RECORDS SHOWN:
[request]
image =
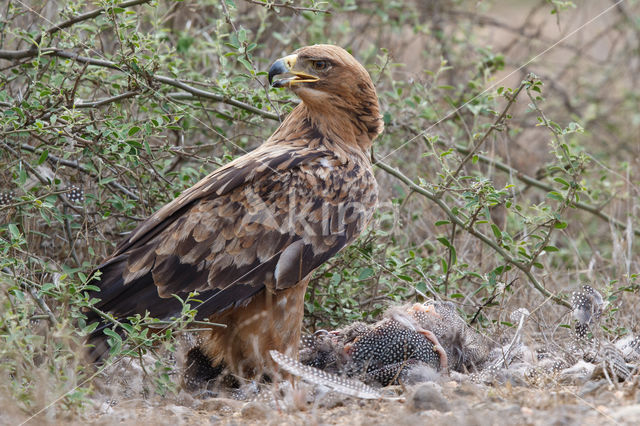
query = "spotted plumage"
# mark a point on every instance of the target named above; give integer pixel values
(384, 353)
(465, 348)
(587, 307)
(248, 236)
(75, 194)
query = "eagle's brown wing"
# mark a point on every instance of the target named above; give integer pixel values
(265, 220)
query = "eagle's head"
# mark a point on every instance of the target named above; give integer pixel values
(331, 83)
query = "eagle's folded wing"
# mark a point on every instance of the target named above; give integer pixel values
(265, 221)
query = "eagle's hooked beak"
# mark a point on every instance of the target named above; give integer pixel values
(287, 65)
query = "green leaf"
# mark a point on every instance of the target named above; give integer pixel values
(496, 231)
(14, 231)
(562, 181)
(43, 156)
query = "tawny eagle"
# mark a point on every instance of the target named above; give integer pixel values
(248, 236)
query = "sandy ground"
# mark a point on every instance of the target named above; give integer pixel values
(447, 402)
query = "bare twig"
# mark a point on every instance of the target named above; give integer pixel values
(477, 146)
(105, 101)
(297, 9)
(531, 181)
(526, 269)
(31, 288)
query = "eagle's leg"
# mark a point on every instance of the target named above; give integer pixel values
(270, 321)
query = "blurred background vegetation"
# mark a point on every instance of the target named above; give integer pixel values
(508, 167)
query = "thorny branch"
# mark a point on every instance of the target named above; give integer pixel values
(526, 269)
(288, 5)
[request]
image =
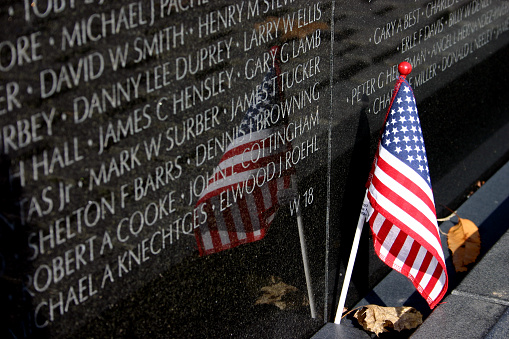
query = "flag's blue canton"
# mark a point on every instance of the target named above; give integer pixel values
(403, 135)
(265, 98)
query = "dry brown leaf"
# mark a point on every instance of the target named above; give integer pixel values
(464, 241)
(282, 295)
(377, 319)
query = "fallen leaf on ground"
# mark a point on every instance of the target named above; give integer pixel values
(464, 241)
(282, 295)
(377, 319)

* * *

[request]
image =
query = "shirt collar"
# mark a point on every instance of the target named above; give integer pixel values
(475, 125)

* * *

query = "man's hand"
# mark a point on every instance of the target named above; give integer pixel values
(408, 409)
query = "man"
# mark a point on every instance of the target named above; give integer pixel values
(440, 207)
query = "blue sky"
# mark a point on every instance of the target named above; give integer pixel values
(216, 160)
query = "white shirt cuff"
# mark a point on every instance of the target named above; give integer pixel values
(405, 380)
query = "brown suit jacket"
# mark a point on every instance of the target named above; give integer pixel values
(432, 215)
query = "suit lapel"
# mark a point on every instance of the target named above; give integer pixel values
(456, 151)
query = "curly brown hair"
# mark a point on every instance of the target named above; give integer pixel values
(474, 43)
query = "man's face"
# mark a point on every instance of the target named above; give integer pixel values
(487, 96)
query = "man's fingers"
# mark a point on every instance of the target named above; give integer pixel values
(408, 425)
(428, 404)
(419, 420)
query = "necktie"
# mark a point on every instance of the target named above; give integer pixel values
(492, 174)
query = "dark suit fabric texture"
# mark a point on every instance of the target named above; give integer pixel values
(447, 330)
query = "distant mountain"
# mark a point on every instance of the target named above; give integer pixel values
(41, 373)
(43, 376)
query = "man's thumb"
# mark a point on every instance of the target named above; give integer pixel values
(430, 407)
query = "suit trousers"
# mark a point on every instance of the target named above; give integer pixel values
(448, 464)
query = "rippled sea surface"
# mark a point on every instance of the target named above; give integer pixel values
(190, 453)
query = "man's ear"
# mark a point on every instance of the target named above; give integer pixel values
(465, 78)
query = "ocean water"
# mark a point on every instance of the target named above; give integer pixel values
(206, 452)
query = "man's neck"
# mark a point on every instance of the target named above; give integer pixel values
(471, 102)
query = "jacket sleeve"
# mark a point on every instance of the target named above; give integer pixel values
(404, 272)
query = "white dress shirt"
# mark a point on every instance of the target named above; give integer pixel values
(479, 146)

EXERCISE DETAILS:
Pick out every line of the material above that contains the string "jacket", and copy each one. Matching is case-sensitive.

RESPONSE TO THIS EXERCISE:
query = "brown suit jacket"
query = "jacket sleeve"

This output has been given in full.